> [Required task]:
Copy the records below exactly, omitting any pictures they contain.

> [Record extracts]:
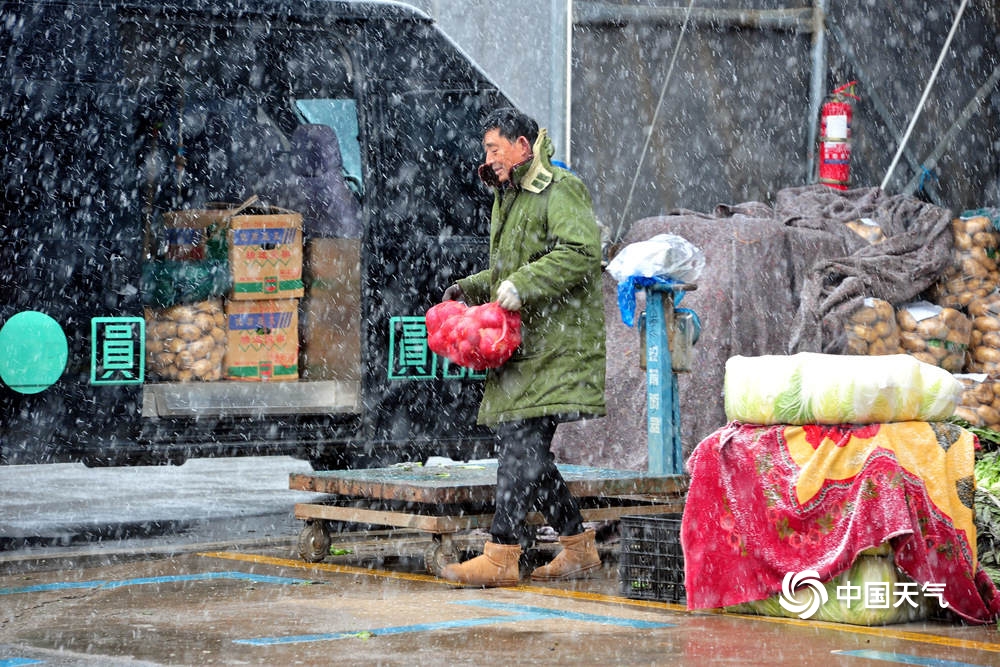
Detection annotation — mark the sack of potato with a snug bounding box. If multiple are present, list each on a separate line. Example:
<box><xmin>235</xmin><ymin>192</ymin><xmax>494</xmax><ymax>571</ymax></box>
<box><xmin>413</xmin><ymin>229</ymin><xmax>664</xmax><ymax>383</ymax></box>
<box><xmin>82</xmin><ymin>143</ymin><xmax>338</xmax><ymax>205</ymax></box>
<box><xmin>955</xmin><ymin>373</ymin><xmax>1000</xmax><ymax>431</ymax></box>
<box><xmin>145</xmin><ymin>299</ymin><xmax>226</xmax><ymax>382</ymax></box>
<box><xmin>931</xmin><ymin>213</ymin><xmax>1000</xmax><ymax>308</ymax></box>
<box><xmin>965</xmin><ymin>292</ymin><xmax>1000</xmax><ymax>374</ymax></box>
<box><xmin>844</xmin><ymin>297</ymin><xmax>902</xmax><ymax>355</ymax></box>
<box><xmin>896</xmin><ymin>301</ymin><xmax>972</xmax><ymax>373</ymax></box>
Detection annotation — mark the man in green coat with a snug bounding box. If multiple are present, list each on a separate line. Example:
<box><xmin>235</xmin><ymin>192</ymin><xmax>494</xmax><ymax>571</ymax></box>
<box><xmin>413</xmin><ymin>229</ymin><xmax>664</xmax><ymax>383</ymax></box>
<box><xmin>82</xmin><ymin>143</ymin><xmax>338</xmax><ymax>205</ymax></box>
<box><xmin>441</xmin><ymin>108</ymin><xmax>605</xmax><ymax>586</ymax></box>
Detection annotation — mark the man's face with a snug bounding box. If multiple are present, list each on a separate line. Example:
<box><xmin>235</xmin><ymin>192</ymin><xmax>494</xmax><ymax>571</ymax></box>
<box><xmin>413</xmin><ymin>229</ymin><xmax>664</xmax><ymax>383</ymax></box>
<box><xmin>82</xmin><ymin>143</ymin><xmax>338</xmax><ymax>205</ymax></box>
<box><xmin>483</xmin><ymin>129</ymin><xmax>531</xmax><ymax>183</ymax></box>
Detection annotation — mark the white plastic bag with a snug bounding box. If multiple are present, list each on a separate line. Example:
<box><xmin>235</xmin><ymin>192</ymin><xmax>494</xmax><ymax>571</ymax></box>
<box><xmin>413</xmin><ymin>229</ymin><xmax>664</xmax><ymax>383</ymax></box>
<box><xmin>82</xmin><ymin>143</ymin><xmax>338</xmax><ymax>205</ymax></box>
<box><xmin>608</xmin><ymin>234</ymin><xmax>705</xmax><ymax>283</ymax></box>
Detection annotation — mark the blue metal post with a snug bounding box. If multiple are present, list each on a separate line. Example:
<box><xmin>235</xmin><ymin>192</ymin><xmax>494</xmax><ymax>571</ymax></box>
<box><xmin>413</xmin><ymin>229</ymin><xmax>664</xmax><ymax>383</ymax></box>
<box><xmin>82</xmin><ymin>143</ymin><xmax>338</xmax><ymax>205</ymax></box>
<box><xmin>646</xmin><ymin>287</ymin><xmax>684</xmax><ymax>475</ymax></box>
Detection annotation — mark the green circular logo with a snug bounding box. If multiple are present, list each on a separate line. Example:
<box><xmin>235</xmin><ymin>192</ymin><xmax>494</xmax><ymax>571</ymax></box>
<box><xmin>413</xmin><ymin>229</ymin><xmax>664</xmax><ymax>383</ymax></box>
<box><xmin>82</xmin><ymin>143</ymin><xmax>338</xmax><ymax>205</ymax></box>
<box><xmin>0</xmin><ymin>310</ymin><xmax>69</xmax><ymax>394</ymax></box>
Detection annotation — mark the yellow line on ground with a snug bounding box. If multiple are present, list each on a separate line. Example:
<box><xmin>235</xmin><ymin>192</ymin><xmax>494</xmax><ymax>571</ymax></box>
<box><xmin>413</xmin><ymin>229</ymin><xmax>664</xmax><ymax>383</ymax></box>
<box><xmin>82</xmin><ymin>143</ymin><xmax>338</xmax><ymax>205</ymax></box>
<box><xmin>197</xmin><ymin>551</ymin><xmax>1000</xmax><ymax>653</ymax></box>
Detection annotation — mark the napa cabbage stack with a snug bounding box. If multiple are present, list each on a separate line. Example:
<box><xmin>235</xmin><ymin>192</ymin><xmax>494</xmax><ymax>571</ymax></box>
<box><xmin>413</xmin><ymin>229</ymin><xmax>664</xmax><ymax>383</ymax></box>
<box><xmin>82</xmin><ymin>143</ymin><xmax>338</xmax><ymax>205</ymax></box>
<box><xmin>724</xmin><ymin>352</ymin><xmax>962</xmax><ymax>425</ymax></box>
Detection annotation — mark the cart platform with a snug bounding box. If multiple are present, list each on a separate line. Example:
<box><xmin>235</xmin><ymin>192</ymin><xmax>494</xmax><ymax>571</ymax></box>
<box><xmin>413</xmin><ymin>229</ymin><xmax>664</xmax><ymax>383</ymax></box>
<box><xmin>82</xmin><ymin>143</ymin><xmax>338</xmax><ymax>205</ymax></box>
<box><xmin>289</xmin><ymin>462</ymin><xmax>688</xmax><ymax>574</ymax></box>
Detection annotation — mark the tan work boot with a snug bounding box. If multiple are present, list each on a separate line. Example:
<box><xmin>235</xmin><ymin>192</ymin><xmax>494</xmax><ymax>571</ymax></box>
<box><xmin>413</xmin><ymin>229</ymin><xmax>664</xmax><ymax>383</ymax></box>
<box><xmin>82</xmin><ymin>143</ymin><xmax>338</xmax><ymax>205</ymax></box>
<box><xmin>531</xmin><ymin>530</ymin><xmax>601</xmax><ymax>581</ymax></box>
<box><xmin>441</xmin><ymin>542</ymin><xmax>521</xmax><ymax>587</ymax></box>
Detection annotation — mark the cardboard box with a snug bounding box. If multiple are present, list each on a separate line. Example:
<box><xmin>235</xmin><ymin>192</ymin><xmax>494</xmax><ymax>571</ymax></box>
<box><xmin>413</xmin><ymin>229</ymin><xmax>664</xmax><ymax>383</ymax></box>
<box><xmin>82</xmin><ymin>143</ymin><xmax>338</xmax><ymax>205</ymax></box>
<box><xmin>224</xmin><ymin>299</ymin><xmax>299</xmax><ymax>382</ymax></box>
<box><xmin>227</xmin><ymin>206</ymin><xmax>304</xmax><ymax>301</ymax></box>
<box><xmin>163</xmin><ymin>206</ymin><xmax>231</xmax><ymax>262</ymax></box>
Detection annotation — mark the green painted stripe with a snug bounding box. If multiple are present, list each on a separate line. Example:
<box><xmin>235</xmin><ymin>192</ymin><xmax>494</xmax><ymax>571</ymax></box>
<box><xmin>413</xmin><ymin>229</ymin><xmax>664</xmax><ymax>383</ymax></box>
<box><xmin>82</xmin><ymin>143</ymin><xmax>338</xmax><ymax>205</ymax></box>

> [Response below]:
Detection annotation — mark the sack of potato with a snug bounding box. If multiple are present, list each on a separate line. Example:
<box><xmin>235</xmin><ymin>192</ymin><xmax>494</xmax><ymax>571</ymax></box>
<box><xmin>413</xmin><ymin>229</ymin><xmax>664</xmax><ymax>383</ymax></box>
<box><xmin>82</xmin><ymin>143</ymin><xmax>338</xmax><ymax>205</ymax></box>
<box><xmin>955</xmin><ymin>373</ymin><xmax>1000</xmax><ymax>431</ymax></box>
<box><xmin>145</xmin><ymin>299</ymin><xmax>226</xmax><ymax>382</ymax></box>
<box><xmin>931</xmin><ymin>213</ymin><xmax>1000</xmax><ymax>308</ymax></box>
<box><xmin>965</xmin><ymin>292</ymin><xmax>1000</xmax><ymax>374</ymax></box>
<box><xmin>844</xmin><ymin>297</ymin><xmax>902</xmax><ymax>355</ymax></box>
<box><xmin>896</xmin><ymin>301</ymin><xmax>972</xmax><ymax>373</ymax></box>
Detection annotation — mark the man in green coat with a snug bounding box. If multiple are present, list each on a separate line. Example:
<box><xmin>235</xmin><ymin>192</ymin><xmax>494</xmax><ymax>571</ymax></box>
<box><xmin>413</xmin><ymin>229</ymin><xmax>664</xmax><ymax>383</ymax></box>
<box><xmin>82</xmin><ymin>143</ymin><xmax>338</xmax><ymax>205</ymax></box>
<box><xmin>441</xmin><ymin>108</ymin><xmax>605</xmax><ymax>586</ymax></box>
Detection annotation — mark the man's face with a snug bounding box. If multiple are present, list each on a separate line. Example:
<box><xmin>235</xmin><ymin>192</ymin><xmax>494</xmax><ymax>571</ymax></box>
<box><xmin>413</xmin><ymin>229</ymin><xmax>664</xmax><ymax>383</ymax></box>
<box><xmin>82</xmin><ymin>143</ymin><xmax>338</xmax><ymax>205</ymax></box>
<box><xmin>483</xmin><ymin>129</ymin><xmax>531</xmax><ymax>183</ymax></box>
Detection annotation — mark the white plastic bag with a snug bounding box. If multiple are present, list each on a separate line. Example:
<box><xmin>235</xmin><ymin>192</ymin><xmax>494</xmax><ymax>571</ymax></box>
<box><xmin>413</xmin><ymin>229</ymin><xmax>664</xmax><ymax>383</ymax></box>
<box><xmin>82</xmin><ymin>143</ymin><xmax>338</xmax><ymax>205</ymax></box>
<box><xmin>608</xmin><ymin>234</ymin><xmax>705</xmax><ymax>283</ymax></box>
Detection annotation — mark the blue metal post with a snug bounding box. If multiple are present, list each on a separate line. Example:
<box><xmin>235</xmin><ymin>192</ymin><xmax>494</xmax><ymax>571</ymax></box>
<box><xmin>413</xmin><ymin>229</ymin><xmax>664</xmax><ymax>383</ymax></box>
<box><xmin>82</xmin><ymin>143</ymin><xmax>338</xmax><ymax>205</ymax></box>
<box><xmin>646</xmin><ymin>287</ymin><xmax>684</xmax><ymax>475</ymax></box>
Detection annotation — mark the green circular logo with a snug bounding box. If multiple are present, list each on a separate line. Example:
<box><xmin>235</xmin><ymin>192</ymin><xmax>494</xmax><ymax>571</ymax></box>
<box><xmin>413</xmin><ymin>229</ymin><xmax>664</xmax><ymax>383</ymax></box>
<box><xmin>82</xmin><ymin>143</ymin><xmax>338</xmax><ymax>205</ymax></box>
<box><xmin>0</xmin><ymin>310</ymin><xmax>69</xmax><ymax>394</ymax></box>
Detection annotation — mark the yellow line on ground with a snug bounding box. If multiple are present, list each on a separate line. Example:
<box><xmin>235</xmin><ymin>192</ymin><xmax>494</xmax><ymax>571</ymax></box>
<box><xmin>413</xmin><ymin>229</ymin><xmax>664</xmax><ymax>383</ymax></box>
<box><xmin>82</xmin><ymin>143</ymin><xmax>338</xmax><ymax>205</ymax></box>
<box><xmin>197</xmin><ymin>551</ymin><xmax>1000</xmax><ymax>653</ymax></box>
Detection annotation — mark the napa cabbage stack with a snug bounding box. If multiple are present, list each on a separate line. Example:
<box><xmin>235</xmin><ymin>192</ymin><xmax>494</xmax><ymax>571</ymax></box>
<box><xmin>413</xmin><ymin>229</ymin><xmax>664</xmax><ymax>383</ymax></box>
<box><xmin>82</xmin><ymin>143</ymin><xmax>338</xmax><ymax>205</ymax></box>
<box><xmin>724</xmin><ymin>352</ymin><xmax>962</xmax><ymax>425</ymax></box>
Detection annotation — mark the cart platform with a snug bounding box. If multiple are present, list each on a separate line. Example:
<box><xmin>235</xmin><ymin>192</ymin><xmax>494</xmax><ymax>571</ymax></box>
<box><xmin>413</xmin><ymin>229</ymin><xmax>664</xmax><ymax>383</ymax></box>
<box><xmin>82</xmin><ymin>143</ymin><xmax>338</xmax><ymax>205</ymax></box>
<box><xmin>289</xmin><ymin>462</ymin><xmax>688</xmax><ymax>574</ymax></box>
Detection annotation — mark the tan work boot with a snug bounding box. If multiple are present, list each on a separate line. Example:
<box><xmin>235</xmin><ymin>192</ymin><xmax>494</xmax><ymax>571</ymax></box>
<box><xmin>413</xmin><ymin>229</ymin><xmax>664</xmax><ymax>383</ymax></box>
<box><xmin>82</xmin><ymin>143</ymin><xmax>338</xmax><ymax>205</ymax></box>
<box><xmin>531</xmin><ymin>530</ymin><xmax>601</xmax><ymax>581</ymax></box>
<box><xmin>441</xmin><ymin>542</ymin><xmax>521</xmax><ymax>587</ymax></box>
Detection annotation — mark the cardboard box with a snug bounding box. If multiple are present, list each on a separate line. Example:
<box><xmin>235</xmin><ymin>192</ymin><xmax>494</xmax><ymax>571</ymax></box>
<box><xmin>413</xmin><ymin>229</ymin><xmax>664</xmax><ymax>383</ymax></box>
<box><xmin>82</xmin><ymin>143</ymin><xmax>338</xmax><ymax>205</ymax></box>
<box><xmin>224</xmin><ymin>299</ymin><xmax>299</xmax><ymax>382</ymax></box>
<box><xmin>227</xmin><ymin>206</ymin><xmax>304</xmax><ymax>301</ymax></box>
<box><xmin>163</xmin><ymin>206</ymin><xmax>231</xmax><ymax>262</ymax></box>
Detection annotation — mark the green painted stripe with a snug bounding box. If multiple are present, list each on a separate line. Example:
<box><xmin>235</xmin><ymin>192</ymin><xmax>494</xmax><ymax>571</ymax></box>
<box><xmin>413</xmin><ymin>229</ymin><xmax>664</xmax><ymax>383</ymax></box>
<box><xmin>82</xmin><ymin>143</ymin><xmax>338</xmax><ymax>205</ymax></box>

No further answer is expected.